━━ Listed records ━━
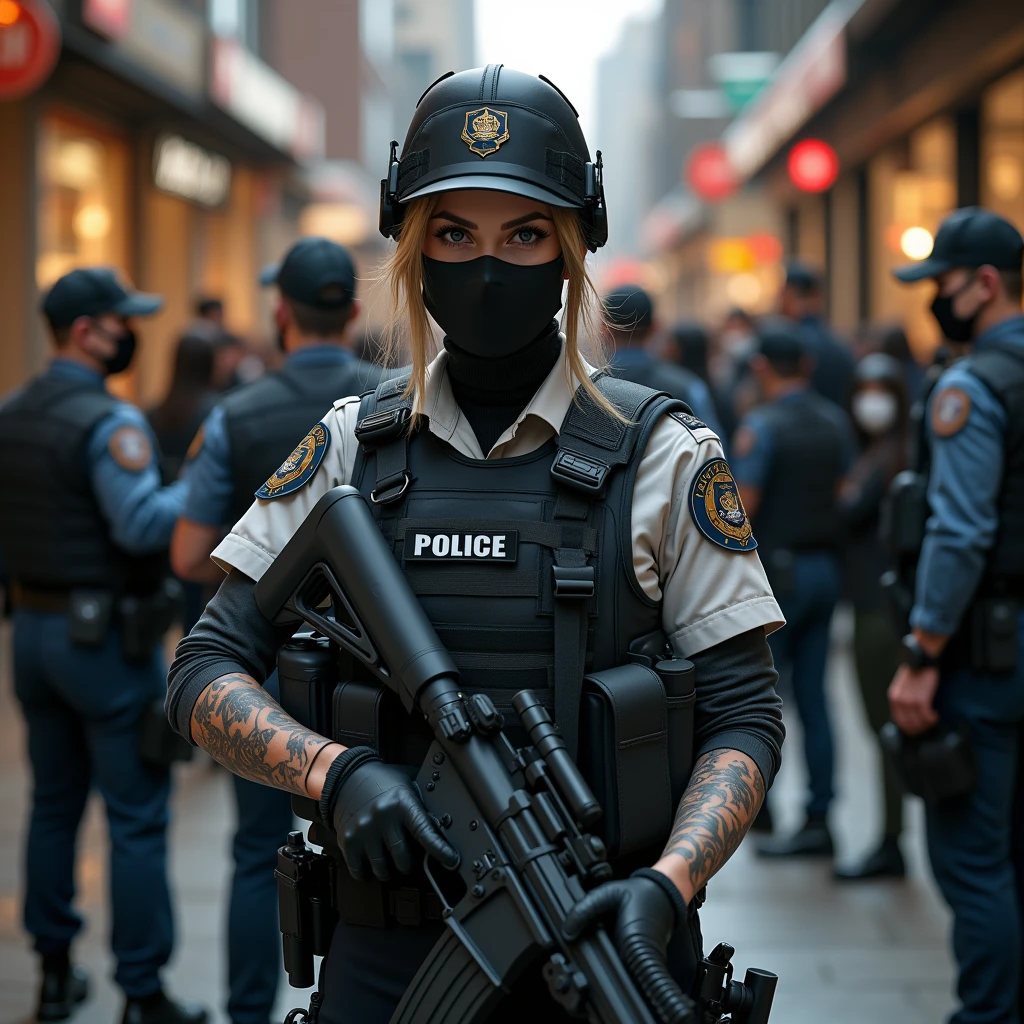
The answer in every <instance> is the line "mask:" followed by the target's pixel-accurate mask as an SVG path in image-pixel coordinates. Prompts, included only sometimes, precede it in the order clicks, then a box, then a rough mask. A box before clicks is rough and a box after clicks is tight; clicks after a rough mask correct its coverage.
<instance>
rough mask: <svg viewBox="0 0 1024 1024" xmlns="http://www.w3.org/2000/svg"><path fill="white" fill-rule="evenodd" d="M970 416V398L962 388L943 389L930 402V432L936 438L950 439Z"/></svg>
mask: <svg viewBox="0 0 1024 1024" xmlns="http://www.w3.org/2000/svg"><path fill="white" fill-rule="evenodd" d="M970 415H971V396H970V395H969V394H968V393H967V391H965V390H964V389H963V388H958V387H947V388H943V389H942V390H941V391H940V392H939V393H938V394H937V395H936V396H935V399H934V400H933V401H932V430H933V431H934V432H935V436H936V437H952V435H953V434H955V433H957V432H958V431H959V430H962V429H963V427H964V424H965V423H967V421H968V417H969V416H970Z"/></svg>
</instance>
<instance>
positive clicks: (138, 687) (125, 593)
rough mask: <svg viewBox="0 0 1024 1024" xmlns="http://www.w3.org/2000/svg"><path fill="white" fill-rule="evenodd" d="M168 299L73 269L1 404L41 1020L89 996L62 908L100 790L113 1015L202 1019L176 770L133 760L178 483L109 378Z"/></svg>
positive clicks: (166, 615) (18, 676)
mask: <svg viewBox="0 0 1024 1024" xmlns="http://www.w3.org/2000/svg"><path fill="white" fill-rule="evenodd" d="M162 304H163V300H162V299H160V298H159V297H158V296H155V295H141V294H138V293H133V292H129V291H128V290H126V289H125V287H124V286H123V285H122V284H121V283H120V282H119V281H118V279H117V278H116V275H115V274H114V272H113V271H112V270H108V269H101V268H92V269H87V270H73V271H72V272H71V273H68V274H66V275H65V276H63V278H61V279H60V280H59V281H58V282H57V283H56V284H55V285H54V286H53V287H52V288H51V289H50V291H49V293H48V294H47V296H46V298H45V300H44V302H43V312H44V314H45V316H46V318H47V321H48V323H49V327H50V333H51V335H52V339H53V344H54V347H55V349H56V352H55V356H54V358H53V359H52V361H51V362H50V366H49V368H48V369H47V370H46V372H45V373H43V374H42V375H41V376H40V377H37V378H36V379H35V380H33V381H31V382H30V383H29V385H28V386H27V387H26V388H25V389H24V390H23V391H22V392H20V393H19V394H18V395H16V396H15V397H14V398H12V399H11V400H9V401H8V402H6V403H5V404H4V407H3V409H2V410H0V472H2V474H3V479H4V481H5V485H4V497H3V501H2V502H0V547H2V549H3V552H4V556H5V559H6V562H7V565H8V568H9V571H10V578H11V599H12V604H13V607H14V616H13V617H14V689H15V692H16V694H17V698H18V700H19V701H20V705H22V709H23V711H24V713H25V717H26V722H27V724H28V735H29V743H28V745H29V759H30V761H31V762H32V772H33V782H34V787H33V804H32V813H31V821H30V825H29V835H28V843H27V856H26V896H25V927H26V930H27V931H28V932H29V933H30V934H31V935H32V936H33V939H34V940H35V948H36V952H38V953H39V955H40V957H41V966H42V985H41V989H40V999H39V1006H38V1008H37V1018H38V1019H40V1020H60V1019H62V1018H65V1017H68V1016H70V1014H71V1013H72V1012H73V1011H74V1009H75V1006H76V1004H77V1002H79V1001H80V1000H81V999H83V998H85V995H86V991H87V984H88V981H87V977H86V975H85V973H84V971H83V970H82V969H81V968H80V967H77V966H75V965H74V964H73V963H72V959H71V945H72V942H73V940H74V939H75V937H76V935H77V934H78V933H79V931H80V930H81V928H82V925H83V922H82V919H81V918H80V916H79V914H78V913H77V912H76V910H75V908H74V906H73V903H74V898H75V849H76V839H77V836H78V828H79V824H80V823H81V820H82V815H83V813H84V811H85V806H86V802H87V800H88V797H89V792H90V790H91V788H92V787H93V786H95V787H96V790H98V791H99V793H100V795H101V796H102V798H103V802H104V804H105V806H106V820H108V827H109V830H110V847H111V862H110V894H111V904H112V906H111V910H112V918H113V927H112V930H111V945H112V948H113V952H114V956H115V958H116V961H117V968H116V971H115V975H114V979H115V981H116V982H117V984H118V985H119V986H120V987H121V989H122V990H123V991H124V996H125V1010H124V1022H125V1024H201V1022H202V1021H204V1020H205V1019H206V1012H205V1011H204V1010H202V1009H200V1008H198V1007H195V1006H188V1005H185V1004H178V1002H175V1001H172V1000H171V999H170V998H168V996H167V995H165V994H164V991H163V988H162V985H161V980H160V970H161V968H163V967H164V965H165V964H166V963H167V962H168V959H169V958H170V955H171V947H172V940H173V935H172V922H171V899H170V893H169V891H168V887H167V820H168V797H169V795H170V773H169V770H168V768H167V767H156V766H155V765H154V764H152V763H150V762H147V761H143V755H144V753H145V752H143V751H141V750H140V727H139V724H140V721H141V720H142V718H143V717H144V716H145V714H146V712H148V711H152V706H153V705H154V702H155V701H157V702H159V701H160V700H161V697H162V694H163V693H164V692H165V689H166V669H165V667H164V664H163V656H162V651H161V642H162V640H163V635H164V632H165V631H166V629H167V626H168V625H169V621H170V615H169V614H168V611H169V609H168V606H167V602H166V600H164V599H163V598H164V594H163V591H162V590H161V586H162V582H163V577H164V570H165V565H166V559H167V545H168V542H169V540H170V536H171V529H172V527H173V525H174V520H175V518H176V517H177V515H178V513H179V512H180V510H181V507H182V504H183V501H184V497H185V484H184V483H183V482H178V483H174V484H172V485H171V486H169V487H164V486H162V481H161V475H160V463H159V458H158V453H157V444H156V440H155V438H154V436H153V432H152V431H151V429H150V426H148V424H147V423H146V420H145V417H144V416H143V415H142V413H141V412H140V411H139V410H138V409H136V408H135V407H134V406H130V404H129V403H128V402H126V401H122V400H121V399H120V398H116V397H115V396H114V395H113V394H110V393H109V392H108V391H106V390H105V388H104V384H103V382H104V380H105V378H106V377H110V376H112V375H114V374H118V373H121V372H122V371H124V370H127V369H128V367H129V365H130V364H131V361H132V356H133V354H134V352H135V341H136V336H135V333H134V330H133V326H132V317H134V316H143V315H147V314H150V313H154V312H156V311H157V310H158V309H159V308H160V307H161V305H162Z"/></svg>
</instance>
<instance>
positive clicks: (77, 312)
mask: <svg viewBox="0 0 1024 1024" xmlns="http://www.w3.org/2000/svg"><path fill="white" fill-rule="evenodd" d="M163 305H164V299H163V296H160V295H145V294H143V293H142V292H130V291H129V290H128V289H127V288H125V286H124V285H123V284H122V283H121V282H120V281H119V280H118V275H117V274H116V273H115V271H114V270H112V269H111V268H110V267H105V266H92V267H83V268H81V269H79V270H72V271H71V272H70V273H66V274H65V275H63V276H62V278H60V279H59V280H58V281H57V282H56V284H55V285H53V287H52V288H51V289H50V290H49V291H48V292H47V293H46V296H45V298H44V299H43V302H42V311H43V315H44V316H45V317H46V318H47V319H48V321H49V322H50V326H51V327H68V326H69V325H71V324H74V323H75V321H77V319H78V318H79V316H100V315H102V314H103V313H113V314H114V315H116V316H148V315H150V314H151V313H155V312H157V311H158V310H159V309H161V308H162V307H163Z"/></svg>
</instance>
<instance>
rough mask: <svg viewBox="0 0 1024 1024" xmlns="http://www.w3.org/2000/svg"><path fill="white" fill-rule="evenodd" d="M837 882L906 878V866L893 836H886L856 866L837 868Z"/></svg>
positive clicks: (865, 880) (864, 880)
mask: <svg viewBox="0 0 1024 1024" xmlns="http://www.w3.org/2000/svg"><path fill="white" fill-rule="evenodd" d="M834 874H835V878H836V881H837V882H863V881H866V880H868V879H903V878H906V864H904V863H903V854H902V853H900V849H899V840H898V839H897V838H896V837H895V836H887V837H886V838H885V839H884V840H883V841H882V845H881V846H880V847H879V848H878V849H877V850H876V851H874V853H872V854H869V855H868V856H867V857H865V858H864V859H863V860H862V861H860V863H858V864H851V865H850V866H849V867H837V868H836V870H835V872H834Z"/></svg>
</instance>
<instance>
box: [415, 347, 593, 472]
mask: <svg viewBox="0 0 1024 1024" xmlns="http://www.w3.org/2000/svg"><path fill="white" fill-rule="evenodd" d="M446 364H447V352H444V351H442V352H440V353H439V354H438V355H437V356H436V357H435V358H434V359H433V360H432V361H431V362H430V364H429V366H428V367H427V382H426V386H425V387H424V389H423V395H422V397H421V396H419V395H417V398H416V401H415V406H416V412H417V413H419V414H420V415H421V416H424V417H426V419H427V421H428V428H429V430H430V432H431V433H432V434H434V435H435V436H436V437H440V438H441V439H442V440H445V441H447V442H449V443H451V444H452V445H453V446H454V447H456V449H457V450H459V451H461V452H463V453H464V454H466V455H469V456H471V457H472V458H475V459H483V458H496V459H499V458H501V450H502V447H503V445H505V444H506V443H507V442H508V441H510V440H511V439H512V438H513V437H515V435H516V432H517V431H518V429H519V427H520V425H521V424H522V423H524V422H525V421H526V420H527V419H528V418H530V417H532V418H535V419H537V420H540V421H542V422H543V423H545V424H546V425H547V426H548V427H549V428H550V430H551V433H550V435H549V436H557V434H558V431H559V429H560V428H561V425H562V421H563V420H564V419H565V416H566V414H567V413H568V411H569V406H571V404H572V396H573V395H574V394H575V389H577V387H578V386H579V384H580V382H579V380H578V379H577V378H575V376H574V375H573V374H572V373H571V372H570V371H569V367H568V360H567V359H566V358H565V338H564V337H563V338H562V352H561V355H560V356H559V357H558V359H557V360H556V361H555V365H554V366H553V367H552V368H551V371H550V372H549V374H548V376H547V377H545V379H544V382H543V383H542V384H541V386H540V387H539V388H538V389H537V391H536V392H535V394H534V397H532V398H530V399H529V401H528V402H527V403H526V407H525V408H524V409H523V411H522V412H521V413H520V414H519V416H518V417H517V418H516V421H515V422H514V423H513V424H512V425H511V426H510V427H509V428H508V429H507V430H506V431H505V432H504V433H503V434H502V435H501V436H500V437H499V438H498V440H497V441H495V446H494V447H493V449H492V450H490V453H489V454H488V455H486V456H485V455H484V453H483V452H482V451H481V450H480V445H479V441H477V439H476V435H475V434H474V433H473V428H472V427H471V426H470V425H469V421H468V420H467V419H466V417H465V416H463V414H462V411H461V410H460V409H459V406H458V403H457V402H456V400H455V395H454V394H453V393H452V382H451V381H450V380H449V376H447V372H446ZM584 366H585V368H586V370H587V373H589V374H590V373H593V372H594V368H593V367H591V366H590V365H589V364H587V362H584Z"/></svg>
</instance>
━━━
Exercise details: Restate word for word only the lines from where the entries begin through the one with "299L73 269L1 404L41"; omit the pictures.

Answer below:
The answer in every <instance> is the line "mask:" followed by the target's pixel-accurate mask as an SVG path in image-pixel coordinates. Prompts, included only sometimes, precede it in the order clicks, then a box, then a rough mask. A box before clicks is rough and a box after clicks is tight; clicks after a rough mask correct its coverage.
<instance>
rough mask: <svg viewBox="0 0 1024 1024" xmlns="http://www.w3.org/2000/svg"><path fill="white" fill-rule="evenodd" d="M970 416V398L962 388L943 389L930 402V432L936 438L950 439Z"/></svg>
mask: <svg viewBox="0 0 1024 1024" xmlns="http://www.w3.org/2000/svg"><path fill="white" fill-rule="evenodd" d="M970 415H971V396H970V395H969V394H968V393H967V391H965V390H964V389H963V388H958V387H947V388H943V389H942V390H941V391H940V392H939V393H938V394H937V395H936V396H935V399H934V400H933V401H932V430H933V431H934V432H935V436H936V437H952V435H953V434H955V433H957V432H958V431H959V430H962V429H963V427H964V424H965V423H967V421H968V417H969V416H970Z"/></svg>
</instance>
<instance>
positive clicks: (138, 687) (125, 593)
rough mask: <svg viewBox="0 0 1024 1024" xmlns="http://www.w3.org/2000/svg"><path fill="white" fill-rule="evenodd" d="M168 299L73 269L1 404L41 1020L89 996L62 908L100 790L113 1015L202 1019L176 770L133 760L178 483L109 378Z"/></svg>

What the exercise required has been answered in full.